Set of tasks –
1 - Please set down the passage of the essay on apathy from "In March 1964" to "would help instead.", word for word.
2 - Resume the essay on apathy after its last sentence.

The book falls from your hand. You stare up at the ceiling. The dog eats the leftover pizza from the box on the floor, while a phone – is it yours? you don’t care – rings quietly in the next room unanswered.

Unlike boredom which itches for something to do, apathy is a glorious indolence. For some of us, frankly, it’s the only reasonable response to dejection and stress. But just over 2,000 years ago, philosophers gave it an even loftier role.

Stoicism, a school of philosophy founded in the third century bce and which flourished for almost 400 years, taught that apatheia was essential to a harmonious and just society. From a- (without) pathos (passion), the word meant something rather different from the sluggish inertia many of us are (secretly) all-too familiar with today.

Stoics believed that in order for people to act in a just and rational manner, emotions like anger and jealousy should be restrained. Stoics understood emotions as a two-part process. First came ‘mental jolts’: the hairs raising on the back of the neck in fear, or the electric shock of desire when eyes meet. Next came the emotion proper, a more potent state. Learning to interrupt one’s feelings at the first involuntary stirrings and consciously decide to refuse them permission to flourish, was the goal of stoic practice. Stoics didn’t believe that all emotions were bad: Marcus Aurelius described the ideal Stoic character as ‘full of love and yet free from passion’. It was just that some of the more disruptive ones needed restraining for the common good.

To many of us today, aiming to maintain life in a condition of benevolent equilibrium might seem vain, even unreasonable. We might even think that life without such emotions as envy or desire would just be brittle and dry. But a large part of the reason many of us are suspicious of apathy today can be traced back to the murder of a woman named Kitty Genovese.

In March 1964 the twenty-eight- year-old Genovese was killed in New York City in the grounds of an apartment building. The murder, though tragic, was nothing unusual. What was surprising were reports in the newspapers the next day that thirty-eight residents of the apartment block heard her screams, went to their windows and watched the attack happen without calling for help. At this time, many social psychologists thought that being part of a crowd whipped people into a frenzy. Theories of mob behaviour and the ‘group mind’ were based on the idea that being part of a crowd meant unleashing primitive emotions and irrational, impulsive behaviour. The murder of Kitty Genovese suggested something different. It was as if the watching residents had their instincts of alarm or compassion muffled, or else replaced with the assumption that someone else would help instead.

The Genovese murder became the defining image of a new disease creeping through the metropolis. The psychologists Bibb Latané and John Darley dubbed it ‘bystander apathy’ or the ‘bystander effect’. In the subsequent discussions, apathy was defined as more than laziness or listlessness. It was a loss of motivation or purpose, the vacuous indifference which can come when we are feeling overwhelmed.

Records supplied –
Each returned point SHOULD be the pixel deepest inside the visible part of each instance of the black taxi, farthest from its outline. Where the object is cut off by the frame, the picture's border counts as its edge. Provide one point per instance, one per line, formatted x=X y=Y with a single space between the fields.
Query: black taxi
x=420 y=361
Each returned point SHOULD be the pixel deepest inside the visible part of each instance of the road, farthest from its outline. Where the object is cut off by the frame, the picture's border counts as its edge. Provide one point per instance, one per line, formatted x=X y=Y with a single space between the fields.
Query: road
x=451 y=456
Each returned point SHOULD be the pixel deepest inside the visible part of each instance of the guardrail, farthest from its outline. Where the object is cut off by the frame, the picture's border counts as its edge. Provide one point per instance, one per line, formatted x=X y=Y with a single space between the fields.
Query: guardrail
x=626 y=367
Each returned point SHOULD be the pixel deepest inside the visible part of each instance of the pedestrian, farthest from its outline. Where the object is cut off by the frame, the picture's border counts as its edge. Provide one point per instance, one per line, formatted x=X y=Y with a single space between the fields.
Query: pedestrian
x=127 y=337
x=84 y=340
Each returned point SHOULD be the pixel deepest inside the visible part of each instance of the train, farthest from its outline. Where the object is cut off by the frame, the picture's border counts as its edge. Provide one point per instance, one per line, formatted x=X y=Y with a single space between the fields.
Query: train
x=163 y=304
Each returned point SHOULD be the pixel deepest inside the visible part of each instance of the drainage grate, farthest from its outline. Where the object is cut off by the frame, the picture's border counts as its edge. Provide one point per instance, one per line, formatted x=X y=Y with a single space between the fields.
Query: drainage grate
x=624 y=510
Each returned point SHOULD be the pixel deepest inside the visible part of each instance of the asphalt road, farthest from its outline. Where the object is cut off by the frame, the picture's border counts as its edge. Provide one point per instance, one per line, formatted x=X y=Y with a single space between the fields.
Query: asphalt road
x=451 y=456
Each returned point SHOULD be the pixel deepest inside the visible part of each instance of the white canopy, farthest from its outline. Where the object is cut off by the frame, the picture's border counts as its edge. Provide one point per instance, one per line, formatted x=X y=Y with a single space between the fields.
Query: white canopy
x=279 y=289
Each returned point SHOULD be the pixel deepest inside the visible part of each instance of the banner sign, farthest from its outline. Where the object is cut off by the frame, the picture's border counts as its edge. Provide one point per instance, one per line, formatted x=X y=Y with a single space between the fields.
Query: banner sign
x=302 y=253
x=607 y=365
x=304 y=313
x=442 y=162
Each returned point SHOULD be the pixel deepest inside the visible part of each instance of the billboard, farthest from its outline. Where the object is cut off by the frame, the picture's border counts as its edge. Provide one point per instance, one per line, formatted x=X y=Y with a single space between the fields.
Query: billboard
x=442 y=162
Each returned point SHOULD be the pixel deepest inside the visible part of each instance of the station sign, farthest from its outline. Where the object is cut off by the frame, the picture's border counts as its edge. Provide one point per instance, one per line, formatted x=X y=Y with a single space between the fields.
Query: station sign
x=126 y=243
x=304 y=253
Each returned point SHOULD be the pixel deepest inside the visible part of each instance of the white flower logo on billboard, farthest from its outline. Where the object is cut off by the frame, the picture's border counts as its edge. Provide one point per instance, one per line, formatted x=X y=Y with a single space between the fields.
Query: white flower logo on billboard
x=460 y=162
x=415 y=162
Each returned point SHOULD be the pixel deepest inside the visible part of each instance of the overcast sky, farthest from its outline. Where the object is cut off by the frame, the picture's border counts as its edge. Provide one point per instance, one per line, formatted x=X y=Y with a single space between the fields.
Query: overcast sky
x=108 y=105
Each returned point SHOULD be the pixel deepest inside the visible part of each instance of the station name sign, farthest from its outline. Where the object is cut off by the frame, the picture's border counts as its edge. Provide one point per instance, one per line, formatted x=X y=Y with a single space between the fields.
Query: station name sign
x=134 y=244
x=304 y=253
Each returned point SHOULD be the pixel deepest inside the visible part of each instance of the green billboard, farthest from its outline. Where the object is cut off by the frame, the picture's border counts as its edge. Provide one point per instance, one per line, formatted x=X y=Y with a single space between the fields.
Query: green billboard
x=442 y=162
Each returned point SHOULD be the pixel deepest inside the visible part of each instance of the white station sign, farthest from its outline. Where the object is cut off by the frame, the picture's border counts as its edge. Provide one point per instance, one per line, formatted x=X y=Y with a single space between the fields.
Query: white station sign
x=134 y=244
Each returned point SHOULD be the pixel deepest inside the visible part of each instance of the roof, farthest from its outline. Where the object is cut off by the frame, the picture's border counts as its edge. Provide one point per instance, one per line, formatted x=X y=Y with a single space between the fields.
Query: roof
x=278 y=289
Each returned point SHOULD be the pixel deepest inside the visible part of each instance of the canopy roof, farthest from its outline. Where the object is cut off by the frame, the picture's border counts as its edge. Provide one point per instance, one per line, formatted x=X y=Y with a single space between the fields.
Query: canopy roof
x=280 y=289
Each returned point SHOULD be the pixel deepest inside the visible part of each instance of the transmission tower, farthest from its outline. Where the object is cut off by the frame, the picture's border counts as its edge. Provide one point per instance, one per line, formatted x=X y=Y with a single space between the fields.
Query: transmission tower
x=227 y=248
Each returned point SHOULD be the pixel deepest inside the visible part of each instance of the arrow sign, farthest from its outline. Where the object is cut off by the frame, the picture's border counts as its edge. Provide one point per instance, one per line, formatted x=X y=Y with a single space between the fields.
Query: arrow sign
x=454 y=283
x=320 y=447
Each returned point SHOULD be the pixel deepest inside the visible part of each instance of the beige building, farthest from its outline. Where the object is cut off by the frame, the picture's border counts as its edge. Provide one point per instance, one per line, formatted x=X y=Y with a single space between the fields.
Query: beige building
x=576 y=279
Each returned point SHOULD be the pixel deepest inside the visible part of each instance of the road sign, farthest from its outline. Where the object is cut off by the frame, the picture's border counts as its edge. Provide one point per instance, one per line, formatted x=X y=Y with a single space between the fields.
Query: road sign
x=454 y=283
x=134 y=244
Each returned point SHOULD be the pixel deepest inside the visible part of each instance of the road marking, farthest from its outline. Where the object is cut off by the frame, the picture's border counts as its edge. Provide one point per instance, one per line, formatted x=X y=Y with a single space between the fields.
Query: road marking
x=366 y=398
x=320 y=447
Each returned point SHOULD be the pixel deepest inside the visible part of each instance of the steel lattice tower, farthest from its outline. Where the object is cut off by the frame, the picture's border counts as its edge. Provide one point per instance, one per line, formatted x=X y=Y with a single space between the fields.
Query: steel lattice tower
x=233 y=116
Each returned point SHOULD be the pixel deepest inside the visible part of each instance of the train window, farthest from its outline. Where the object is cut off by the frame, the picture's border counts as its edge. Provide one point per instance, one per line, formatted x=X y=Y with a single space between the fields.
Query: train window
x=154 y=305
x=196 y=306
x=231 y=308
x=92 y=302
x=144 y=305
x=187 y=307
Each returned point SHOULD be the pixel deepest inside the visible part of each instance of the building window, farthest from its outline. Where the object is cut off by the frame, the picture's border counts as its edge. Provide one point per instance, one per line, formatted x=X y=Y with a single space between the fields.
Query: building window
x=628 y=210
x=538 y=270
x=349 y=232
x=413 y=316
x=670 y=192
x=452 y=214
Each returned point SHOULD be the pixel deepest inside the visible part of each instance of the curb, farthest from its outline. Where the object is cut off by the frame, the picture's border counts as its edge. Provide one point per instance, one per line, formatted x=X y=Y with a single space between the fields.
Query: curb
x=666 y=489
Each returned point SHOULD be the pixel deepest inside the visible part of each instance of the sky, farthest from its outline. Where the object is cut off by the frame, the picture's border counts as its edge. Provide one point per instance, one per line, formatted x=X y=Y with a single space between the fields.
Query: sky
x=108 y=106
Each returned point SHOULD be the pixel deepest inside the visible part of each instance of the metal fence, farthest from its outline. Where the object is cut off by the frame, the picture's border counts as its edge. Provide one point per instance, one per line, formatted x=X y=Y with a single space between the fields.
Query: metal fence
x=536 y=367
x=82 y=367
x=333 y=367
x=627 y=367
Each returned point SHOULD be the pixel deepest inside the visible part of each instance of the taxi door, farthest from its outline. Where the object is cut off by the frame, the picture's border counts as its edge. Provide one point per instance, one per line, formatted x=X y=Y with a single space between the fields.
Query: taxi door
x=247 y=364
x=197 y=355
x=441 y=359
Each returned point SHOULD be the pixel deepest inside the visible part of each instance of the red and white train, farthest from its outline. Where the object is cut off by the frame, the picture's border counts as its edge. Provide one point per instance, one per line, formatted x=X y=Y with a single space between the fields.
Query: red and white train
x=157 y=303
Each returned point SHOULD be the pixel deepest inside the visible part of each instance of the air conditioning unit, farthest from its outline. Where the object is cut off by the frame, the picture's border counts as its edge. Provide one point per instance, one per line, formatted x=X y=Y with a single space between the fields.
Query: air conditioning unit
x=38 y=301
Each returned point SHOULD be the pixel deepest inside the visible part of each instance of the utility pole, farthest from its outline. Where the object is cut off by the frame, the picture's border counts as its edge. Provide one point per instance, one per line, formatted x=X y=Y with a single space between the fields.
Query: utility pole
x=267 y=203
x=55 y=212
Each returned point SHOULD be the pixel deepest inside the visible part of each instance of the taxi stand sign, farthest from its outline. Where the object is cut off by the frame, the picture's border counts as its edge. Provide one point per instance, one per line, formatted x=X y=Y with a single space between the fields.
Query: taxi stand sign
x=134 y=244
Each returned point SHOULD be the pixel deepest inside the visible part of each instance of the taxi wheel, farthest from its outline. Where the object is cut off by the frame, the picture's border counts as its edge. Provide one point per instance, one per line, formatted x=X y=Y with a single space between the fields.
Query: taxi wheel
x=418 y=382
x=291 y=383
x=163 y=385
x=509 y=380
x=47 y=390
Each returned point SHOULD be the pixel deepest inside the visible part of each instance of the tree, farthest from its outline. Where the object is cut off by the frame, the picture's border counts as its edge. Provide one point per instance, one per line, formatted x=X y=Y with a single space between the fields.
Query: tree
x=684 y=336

Expected results –
1 -
In March 1964 the twenty-eight- year-old Genovese was killed in New York City in the grounds of an apartment building. The murder, though tragic, was nothing unusual. What was surprising were reports in the newspapers the next day that thirty-eight residents of the apartment block heard her screams, went to their windows and watched the attack happen without calling for help. At this time, many social psychologists thought that being part of a crowd whipped people into a frenzy. Theories of mob behaviour and the ‘group mind’ were based on the idea that being part of a crowd meant unleashing primitive emotions and irrational, impulsive behaviour. The murder of Kitty Genovese suggested something different. It was as if the watching residents had their instincts of alarm or compassion muffled, or else replaced with the assumption that someone else would help instead.

2 -
Apathy became aligned with a sense of defeat – and the paralysis and listlessness that can arrive when we think problems are other people’s responsibility. Psychologists had worried about listlessness before: Victorian neurologists were concerned about ‘aboulia’, or a loss of will or motivation; even earlier, the first Christians feared a condition which later became identified with the mortal sin of ‘sloth’. But, in the decades since Latané and Darley’s experiments, twentieth and twenty-first- century psychology and sociology undergraduates have learnt that apathy is not just a matter of deadly sin or diseased individual psychology but, even more insidiously, something which causes anti-social behaviour yet arises from living in groups.

In fact, those first reports of the Genovese case weren’t entirely true. The Chief of Police had mentioned to an editor at the New York Times that there had been an astonishing thirty-eight witnesses to the murder. Without checking the sources, the journalist wrote up the story describing thirty-eight witnesses watching the murder without helping. A recent investigation concluded that only three residents realised the attack for what it was and did nothing. Three is too many – of course. But the fact that the thirty-eight figure seemed believable at all is worth thinking about. Why were the general public, and the psychologists themselves, taken in?

Today we suffer from a twin inheritance. On the one hand, like the Stoics, we might welcome some relief from the strife of the passions, or believe that without emotion influencing us, we’ll behave more fairly. On the other, since we have come to celebrate emotions as a motivator for all kinds of action, apathy’s loss of feeling has become something fearful. The Genovese case captures so much of the nervousness we’ve come to feel about apathy, a condition which seems to make us unwilling to vote or pick up our litter or report a crime. And so we may go back and forth, wondering whether apathy may be good for us, or very bad, until, feeling overwhelmed, we slump listlessly back onto the sofa.